Named object pointing items
-- Start --
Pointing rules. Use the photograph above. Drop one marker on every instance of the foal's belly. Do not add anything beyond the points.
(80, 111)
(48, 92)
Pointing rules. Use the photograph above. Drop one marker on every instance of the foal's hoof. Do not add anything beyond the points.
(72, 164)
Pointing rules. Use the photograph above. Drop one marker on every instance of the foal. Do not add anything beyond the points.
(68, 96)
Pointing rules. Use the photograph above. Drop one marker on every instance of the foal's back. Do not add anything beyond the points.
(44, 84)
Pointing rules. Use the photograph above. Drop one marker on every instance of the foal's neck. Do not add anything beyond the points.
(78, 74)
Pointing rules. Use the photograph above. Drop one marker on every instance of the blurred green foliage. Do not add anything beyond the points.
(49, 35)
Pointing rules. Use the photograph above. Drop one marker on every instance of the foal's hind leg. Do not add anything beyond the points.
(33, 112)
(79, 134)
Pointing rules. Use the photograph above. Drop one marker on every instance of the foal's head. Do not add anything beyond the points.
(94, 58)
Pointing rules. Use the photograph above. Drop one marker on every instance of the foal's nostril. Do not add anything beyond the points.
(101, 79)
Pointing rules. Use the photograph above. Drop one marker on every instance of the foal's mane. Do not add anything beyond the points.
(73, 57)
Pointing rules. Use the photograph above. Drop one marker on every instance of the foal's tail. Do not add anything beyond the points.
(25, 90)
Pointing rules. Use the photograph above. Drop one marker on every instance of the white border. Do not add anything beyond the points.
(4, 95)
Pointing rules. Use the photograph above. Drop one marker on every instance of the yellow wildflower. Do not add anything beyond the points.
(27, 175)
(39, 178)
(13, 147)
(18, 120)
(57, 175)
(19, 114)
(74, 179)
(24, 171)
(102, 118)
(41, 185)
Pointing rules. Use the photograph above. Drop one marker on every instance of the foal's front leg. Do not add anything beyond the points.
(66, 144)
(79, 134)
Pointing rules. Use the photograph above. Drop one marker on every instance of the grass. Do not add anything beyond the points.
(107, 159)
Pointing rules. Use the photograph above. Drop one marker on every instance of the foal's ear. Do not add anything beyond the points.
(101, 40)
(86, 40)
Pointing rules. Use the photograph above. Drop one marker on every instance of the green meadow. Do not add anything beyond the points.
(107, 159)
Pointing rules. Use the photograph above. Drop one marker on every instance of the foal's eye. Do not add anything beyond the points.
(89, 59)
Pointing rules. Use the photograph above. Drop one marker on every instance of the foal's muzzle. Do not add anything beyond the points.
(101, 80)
-- End --
-- Start --
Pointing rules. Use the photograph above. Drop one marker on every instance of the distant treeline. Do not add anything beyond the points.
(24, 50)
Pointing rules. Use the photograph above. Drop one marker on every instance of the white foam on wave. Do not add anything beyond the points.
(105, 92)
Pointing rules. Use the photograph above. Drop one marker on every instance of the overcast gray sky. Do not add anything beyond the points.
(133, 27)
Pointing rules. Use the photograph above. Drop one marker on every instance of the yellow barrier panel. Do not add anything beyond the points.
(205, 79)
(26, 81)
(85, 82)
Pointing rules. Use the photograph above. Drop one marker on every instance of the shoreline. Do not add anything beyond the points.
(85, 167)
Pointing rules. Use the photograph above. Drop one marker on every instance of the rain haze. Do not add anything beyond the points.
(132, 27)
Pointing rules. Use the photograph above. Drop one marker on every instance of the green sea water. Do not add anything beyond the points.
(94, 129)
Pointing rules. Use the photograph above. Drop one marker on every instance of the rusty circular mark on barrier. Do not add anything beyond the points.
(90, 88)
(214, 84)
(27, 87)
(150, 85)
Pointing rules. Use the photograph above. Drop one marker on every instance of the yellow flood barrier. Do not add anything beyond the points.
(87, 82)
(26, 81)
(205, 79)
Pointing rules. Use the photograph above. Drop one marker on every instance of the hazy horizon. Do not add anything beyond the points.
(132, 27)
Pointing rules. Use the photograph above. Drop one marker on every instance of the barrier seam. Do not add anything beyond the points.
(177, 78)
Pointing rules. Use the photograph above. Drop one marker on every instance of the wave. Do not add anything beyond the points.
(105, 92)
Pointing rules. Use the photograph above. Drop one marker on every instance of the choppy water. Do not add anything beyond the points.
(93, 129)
-- End --
SET EXERCISE
Please filter the items above and copy every line that contains the word "wave", matching case exactly.

THE REPLY
Pointing rules. Use the photograph above. Drop one marker on every instance of the white foam on wave. Do not add anything beyond the points.
Pointing rules. Use the photograph above. Drop one marker on every instance of the wave. Do not add anything beyond the points.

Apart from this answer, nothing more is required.